Referring expression data:
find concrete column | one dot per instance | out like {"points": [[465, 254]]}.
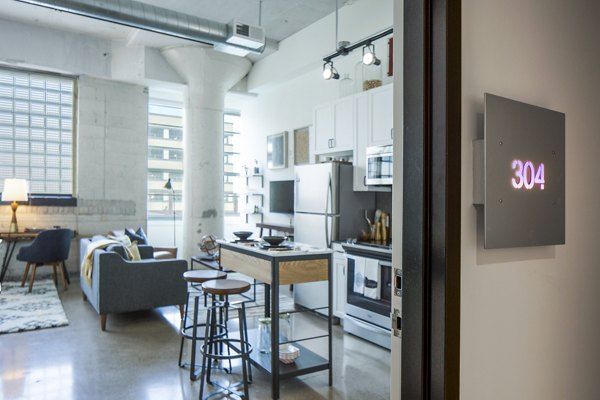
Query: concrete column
{"points": [[209, 75]]}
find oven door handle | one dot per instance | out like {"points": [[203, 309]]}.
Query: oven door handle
{"points": [[368, 326]]}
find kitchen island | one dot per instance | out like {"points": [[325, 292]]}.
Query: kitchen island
{"points": [[276, 267]]}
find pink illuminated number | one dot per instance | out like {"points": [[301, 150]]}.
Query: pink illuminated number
{"points": [[539, 176], [529, 175], [518, 166]]}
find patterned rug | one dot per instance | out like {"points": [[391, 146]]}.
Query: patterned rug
{"points": [[23, 311]]}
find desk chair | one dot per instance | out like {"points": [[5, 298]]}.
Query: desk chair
{"points": [[50, 247]]}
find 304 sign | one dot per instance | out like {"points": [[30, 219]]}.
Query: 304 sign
{"points": [[527, 175]]}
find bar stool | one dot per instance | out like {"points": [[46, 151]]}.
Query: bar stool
{"points": [[196, 278], [236, 348]]}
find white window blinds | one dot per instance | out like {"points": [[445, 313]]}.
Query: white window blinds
{"points": [[36, 130]]}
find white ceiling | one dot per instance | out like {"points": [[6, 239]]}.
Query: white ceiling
{"points": [[280, 18]]}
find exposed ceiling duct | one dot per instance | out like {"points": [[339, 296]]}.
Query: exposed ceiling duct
{"points": [[161, 20]]}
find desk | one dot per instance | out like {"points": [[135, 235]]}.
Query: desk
{"points": [[282, 228], [11, 240], [283, 268]]}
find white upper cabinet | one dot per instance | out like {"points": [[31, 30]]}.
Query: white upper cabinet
{"points": [[334, 126], [374, 122], [381, 107]]}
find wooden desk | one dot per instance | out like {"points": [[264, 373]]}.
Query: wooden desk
{"points": [[282, 228], [11, 240], [283, 268]]}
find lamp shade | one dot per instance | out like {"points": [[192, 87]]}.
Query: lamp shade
{"points": [[15, 190]]}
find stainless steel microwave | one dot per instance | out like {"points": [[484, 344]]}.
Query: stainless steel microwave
{"points": [[380, 165]]}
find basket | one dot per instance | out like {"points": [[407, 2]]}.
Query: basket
{"points": [[289, 355]]}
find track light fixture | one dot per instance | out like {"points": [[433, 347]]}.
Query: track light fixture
{"points": [[369, 57], [329, 72], [344, 49]]}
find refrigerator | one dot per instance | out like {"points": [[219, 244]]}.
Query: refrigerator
{"points": [[326, 209]]}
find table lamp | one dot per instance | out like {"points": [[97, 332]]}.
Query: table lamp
{"points": [[14, 190]]}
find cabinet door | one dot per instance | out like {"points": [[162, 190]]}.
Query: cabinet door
{"points": [[324, 128], [343, 111], [361, 120], [382, 115], [339, 284]]}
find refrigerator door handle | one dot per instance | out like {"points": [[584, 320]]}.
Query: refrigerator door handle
{"points": [[328, 234]]}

**WHAT THIS TASK INVOLVES:**
Only what runs from the line containing "find 304 sign" through the final line of the entries above belongs in the answer, restated exactly.

**ANSWER SPACE:**
find 304 sign | one dot per instance | out like {"points": [[30, 219]]}.
Query: 304 sign
{"points": [[527, 175]]}
find bar stool | one dot per instance | out like {"points": [[46, 151]]}.
Query: bar stool
{"points": [[196, 278], [236, 348]]}
find white window blinds | one dot per instance | out like {"points": [[445, 313]]}.
Query: white window blinds
{"points": [[36, 130]]}
find white ceiling | one dot per instance | out like {"points": [[6, 239]]}.
Query: white ceiling
{"points": [[280, 18]]}
find exposed ceiling duct | one dot per instance | out like {"points": [[339, 296]]}.
Query: exposed ceiling duct
{"points": [[161, 20]]}
find desk | one dot per instance | out like {"points": [[135, 235]]}.
Query: desk
{"points": [[282, 228], [11, 240], [283, 268]]}
find white upper cabinet | one dot per instance | out like {"points": [[31, 30]]}.
Query: white upper cabinet
{"points": [[334, 126], [374, 122], [381, 107]]}
find wooden desk | one dot per instance | out like {"points": [[264, 373]]}.
Query: wooden desk
{"points": [[282, 228], [11, 240], [283, 268]]}
find lamp shade | one dot per instance | out like {"points": [[192, 87]]}.
Query: lamp shade
{"points": [[15, 190]]}
find stainless steel microwave | one dot per instance | out like {"points": [[484, 344]]}.
Query: stainless steel microwave
{"points": [[380, 165]]}
find basket | one dot per instance | out like {"points": [[407, 2]]}.
Query: basket
{"points": [[289, 355]]}
find track light fixture | one dot per instance | out like {"points": [[433, 347]]}.
Query: track light fixture
{"points": [[369, 57], [329, 72], [344, 49]]}
find refrigerator | one dot per instance | out like {"points": [[219, 244]]}.
Query: refrigerator
{"points": [[326, 209]]}
find table lamp | one dot per instance | out like {"points": [[97, 332]]}.
Query: table lamp
{"points": [[14, 190]]}
find cabinet door | one dot per instance | out like {"points": [[162, 190]]}.
Query: cabinet door
{"points": [[324, 128], [343, 111], [361, 120], [382, 115], [339, 284]]}
find refrigerator door handle | one dot per instance | out like {"points": [[584, 320]]}.
Query: refrigerator door handle
{"points": [[328, 234]]}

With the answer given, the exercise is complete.